**PASSAGE SHOWN:**
==========
Generate multiple mock data files based on a specification list. Useful for creating complete test datasets for bioinformatics workflows. This function automatically creates a shared genome context for biological files.
Arguments
- spec
List. Specification for files to generate. Each element should be a list with 'datatype', and optionally 'output_file', 'size', 'n_records', 'options'. If 'output_file' is NULL, temporary files will be created.
- base_dir
Character. Base directory for output files (default: current directory). Only used when output_file is specified in spec.
- seed
Integer. Random seed for reproducible generation.
- compress
Logical. Default compression setting for files (default: auto-detect).
See also
Other mock data generation:
sn_cleanup_mockdata_examples()
,
sn_generate_mockdata()
==========
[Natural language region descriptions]

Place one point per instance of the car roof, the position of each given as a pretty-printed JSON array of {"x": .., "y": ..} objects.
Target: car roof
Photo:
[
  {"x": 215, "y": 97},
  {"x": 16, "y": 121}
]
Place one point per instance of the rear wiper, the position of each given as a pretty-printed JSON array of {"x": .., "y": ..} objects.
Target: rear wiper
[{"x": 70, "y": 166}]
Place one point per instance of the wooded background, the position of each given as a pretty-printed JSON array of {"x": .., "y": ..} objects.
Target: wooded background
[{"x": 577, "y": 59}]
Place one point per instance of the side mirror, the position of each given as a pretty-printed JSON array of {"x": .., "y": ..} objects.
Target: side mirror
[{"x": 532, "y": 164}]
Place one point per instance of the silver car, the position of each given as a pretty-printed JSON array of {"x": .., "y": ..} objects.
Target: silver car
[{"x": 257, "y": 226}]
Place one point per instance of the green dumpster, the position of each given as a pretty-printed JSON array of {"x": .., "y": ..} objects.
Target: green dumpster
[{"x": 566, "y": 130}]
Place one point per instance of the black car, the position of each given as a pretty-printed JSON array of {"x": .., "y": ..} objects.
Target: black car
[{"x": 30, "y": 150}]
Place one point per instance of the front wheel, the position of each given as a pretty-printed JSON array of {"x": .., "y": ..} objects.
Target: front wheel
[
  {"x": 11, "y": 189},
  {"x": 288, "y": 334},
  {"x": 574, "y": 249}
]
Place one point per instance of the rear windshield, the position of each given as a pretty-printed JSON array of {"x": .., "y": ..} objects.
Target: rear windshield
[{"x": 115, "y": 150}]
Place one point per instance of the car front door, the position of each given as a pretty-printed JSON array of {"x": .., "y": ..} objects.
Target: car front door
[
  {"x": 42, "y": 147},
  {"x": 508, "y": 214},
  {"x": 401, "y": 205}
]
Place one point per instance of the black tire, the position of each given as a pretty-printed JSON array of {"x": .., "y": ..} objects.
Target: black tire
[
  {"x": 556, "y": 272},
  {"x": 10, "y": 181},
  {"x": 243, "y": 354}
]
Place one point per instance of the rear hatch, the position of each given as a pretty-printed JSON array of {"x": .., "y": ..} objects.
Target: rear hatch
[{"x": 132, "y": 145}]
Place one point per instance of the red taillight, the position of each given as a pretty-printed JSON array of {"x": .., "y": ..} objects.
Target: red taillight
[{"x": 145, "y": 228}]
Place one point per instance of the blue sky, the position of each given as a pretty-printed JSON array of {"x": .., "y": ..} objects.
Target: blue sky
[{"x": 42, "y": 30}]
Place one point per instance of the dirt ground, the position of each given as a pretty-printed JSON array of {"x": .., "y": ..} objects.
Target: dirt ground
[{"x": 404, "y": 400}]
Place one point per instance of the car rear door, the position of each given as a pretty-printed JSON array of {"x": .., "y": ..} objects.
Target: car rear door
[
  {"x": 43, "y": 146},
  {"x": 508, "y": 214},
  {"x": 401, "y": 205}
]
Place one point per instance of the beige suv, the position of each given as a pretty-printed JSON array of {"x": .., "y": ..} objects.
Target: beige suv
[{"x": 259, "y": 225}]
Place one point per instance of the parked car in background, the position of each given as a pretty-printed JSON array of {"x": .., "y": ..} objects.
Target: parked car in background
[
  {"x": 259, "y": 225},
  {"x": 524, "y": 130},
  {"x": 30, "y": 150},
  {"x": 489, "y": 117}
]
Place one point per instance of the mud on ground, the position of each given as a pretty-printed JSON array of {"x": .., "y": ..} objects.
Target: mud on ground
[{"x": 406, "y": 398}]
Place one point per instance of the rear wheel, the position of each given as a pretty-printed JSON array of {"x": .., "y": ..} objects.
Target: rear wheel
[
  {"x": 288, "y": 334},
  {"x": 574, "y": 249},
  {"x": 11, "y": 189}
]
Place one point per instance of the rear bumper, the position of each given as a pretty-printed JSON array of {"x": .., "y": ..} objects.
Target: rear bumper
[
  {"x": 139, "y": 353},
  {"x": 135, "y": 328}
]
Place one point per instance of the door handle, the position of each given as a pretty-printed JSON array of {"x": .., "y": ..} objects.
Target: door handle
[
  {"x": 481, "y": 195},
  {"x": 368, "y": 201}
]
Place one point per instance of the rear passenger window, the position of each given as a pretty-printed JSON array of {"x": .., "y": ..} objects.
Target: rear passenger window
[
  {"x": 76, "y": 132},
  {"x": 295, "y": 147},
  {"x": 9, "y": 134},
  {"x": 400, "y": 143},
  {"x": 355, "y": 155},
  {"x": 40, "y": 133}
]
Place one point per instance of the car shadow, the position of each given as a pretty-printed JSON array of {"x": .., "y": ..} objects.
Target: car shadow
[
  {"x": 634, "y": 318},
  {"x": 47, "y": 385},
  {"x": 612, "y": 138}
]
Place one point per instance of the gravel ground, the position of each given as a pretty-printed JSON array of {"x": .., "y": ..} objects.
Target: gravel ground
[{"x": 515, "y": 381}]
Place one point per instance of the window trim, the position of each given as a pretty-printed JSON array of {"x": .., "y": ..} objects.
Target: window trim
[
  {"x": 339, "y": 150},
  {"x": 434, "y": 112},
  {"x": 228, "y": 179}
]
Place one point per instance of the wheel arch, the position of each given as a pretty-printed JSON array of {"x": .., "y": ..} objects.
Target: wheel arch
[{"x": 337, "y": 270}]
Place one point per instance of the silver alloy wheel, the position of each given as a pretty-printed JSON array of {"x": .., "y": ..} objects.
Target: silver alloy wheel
==========
**REQUIRED ACTIONS:**
a) Based on the function documentation, what is the seed argument for? Answer in one or two sentences.
b) List every field that the function documentation says an element of the spec list may contain.

**ANSWERS GIVEN:**
a) The seed argument takes an integer that sets the random seed. Its purpose is to make the generated mock data reproducible.

b)
- datatype
- output_file (optional)
- size (optional)
- n_records (optional)
- options (optional)